▶ **Provided data**:
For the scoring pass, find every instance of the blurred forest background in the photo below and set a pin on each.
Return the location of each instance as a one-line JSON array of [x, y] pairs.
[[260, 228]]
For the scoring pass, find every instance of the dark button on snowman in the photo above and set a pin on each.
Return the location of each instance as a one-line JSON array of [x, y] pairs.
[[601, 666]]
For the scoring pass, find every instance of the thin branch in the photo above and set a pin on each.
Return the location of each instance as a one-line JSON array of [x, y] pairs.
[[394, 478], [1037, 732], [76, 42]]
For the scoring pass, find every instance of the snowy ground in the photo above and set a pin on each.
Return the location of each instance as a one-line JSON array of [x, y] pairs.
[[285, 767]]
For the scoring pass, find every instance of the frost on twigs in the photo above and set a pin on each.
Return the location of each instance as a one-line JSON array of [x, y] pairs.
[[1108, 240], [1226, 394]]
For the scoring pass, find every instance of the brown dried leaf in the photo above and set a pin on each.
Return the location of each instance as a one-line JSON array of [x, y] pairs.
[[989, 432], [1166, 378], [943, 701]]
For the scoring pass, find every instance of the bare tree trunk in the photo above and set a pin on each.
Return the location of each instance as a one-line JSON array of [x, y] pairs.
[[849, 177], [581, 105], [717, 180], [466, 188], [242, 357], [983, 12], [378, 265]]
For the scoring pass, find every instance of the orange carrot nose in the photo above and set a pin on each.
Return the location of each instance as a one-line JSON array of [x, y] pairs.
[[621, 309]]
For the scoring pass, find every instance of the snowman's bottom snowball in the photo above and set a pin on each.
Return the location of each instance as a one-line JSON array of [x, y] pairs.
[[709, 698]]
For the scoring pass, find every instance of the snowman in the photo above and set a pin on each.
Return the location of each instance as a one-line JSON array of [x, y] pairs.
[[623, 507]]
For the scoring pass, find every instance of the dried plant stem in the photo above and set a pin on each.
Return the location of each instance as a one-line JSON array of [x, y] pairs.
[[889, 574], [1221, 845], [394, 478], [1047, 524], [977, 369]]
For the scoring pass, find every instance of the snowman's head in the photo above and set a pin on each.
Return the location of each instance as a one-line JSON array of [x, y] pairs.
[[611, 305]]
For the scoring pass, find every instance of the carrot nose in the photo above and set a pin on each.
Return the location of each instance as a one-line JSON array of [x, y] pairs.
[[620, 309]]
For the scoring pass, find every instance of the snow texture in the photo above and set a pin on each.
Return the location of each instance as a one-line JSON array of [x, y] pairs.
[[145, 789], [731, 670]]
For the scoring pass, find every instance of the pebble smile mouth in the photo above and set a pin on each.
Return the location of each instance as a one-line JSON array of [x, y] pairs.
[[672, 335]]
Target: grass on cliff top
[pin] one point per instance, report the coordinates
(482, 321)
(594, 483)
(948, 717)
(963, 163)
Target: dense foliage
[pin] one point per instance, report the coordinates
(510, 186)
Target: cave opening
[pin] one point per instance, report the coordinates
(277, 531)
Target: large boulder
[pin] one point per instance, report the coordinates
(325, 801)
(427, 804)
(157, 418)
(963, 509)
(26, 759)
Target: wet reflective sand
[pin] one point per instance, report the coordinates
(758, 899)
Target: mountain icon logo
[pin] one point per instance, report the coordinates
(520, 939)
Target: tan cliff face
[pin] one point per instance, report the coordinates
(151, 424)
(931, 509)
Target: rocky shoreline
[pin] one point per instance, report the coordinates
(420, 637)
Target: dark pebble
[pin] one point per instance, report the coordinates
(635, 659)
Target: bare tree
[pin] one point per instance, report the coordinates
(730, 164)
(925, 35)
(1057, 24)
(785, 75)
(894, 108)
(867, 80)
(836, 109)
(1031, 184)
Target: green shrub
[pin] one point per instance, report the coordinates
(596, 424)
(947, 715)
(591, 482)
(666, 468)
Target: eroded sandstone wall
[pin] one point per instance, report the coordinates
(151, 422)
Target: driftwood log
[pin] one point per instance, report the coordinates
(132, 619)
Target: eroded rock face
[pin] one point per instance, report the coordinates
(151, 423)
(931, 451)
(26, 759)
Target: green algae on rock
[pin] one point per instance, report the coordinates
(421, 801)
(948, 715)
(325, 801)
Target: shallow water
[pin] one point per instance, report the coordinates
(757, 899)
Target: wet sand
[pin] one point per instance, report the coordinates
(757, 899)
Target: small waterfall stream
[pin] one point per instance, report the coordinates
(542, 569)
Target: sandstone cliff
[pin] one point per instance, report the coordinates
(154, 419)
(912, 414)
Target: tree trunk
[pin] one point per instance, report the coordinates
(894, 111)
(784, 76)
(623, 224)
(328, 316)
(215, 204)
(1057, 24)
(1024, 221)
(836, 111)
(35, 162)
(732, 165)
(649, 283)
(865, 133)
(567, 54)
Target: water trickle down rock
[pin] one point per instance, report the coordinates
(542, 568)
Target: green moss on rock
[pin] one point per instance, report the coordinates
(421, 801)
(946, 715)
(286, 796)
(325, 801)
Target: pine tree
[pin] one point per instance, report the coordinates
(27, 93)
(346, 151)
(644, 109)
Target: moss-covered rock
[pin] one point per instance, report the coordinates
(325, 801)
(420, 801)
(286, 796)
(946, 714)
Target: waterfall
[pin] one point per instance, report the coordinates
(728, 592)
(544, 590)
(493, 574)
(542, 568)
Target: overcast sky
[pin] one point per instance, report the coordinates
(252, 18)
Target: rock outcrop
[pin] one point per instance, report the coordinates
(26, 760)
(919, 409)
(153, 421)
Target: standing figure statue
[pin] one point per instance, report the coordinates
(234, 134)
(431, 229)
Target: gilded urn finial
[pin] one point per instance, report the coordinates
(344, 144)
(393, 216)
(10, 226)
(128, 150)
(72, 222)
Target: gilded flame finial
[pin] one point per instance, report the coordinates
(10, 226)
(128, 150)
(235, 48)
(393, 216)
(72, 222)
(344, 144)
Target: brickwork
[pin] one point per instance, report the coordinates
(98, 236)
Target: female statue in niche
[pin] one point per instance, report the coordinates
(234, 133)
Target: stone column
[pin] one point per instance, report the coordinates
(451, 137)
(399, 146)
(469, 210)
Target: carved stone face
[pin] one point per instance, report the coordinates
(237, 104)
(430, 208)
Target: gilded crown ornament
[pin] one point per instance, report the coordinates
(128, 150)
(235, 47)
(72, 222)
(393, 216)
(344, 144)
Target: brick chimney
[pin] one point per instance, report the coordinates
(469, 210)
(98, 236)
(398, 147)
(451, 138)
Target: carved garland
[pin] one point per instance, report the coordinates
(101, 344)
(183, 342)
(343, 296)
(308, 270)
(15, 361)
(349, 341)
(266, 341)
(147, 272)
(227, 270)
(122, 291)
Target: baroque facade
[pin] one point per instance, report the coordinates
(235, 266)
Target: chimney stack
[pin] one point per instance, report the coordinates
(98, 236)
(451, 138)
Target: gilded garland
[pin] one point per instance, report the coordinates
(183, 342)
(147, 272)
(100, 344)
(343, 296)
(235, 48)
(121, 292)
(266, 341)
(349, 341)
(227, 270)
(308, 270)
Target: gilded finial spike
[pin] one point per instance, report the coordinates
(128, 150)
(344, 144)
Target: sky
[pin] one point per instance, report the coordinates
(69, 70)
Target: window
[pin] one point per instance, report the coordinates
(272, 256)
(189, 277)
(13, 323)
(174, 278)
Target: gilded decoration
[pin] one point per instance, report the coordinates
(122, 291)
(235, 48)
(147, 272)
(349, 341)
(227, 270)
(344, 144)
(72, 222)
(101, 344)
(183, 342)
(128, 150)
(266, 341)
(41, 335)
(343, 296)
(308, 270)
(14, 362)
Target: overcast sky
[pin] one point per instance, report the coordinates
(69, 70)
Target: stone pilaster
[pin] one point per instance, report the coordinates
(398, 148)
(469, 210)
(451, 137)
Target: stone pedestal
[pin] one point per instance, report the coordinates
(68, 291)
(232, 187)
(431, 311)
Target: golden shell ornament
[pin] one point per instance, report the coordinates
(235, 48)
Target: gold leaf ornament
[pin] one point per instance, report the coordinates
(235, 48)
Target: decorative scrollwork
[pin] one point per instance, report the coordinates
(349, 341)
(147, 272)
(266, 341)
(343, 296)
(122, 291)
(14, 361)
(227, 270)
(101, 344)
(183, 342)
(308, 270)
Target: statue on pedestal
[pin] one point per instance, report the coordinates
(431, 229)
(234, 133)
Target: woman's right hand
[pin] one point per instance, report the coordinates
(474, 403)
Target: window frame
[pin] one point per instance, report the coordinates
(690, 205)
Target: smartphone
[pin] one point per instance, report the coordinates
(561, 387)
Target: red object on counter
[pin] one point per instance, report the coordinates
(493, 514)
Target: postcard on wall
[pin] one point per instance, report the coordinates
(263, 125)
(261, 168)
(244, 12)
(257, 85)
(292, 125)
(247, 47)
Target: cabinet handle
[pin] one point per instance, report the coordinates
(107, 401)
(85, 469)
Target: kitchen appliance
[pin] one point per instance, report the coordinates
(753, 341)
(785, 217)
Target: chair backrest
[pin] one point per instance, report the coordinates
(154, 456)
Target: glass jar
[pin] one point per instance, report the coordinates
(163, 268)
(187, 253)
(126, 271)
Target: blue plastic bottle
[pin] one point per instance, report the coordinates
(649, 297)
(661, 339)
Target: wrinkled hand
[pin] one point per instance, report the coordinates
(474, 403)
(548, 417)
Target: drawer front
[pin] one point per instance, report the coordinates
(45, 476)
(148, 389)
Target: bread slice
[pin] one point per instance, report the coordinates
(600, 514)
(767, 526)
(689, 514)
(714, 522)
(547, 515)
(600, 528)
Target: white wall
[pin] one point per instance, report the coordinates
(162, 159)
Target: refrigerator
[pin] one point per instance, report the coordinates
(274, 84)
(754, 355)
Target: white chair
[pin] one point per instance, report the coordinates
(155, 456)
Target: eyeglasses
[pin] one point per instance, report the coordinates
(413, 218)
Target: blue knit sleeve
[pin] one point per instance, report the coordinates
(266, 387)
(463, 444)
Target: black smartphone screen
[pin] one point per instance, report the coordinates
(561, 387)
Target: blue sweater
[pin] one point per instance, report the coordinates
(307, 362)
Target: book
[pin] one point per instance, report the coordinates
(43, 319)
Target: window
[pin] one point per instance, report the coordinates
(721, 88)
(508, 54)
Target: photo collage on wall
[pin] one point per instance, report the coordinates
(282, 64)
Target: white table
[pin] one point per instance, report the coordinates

▶ **Request**: Reproduce, exactly and with nothing added, the lines from the one that includes "Target: drawer front" through the last line of the material.

▶ **Reply to the exercise**:
Target: drawer front
[pin] one point per instance, report the coordinates
(45, 476)
(148, 389)
Target: bread slice
[pin] one point per instance, report the coordinates
(600, 514)
(767, 526)
(689, 514)
(714, 522)
(547, 515)
(600, 528)
Target: white wall
[pin] one point per instance, report the coordinates
(162, 159)
Target: refrigerator
[pin] one point per instance, report the coordinates
(274, 84)
(754, 355)
Target: white chair
[pin] one point per instance, report the coordinates
(155, 456)
Target: eyeglasses
[pin] one point per instance, report the coordinates
(413, 218)
Target: blue knit sleeve
[pin] one point per instance, report the coordinates
(266, 387)
(463, 444)
Target: black smartphone screen
[pin] one point per instance, report the coordinates
(561, 387)
Target: blue sweater
[pin] one point per instance, report the coordinates
(307, 362)
Target: book
[pin] one point per instance, report the coordinates
(43, 319)
Target: window
[pin] one point per instance, report the coordinates
(721, 88)
(508, 54)
Target: photo collage on wall
[pin] one point per instance, report the coordinates
(282, 64)
Target: white table
[pin] one point per instance, report the coordinates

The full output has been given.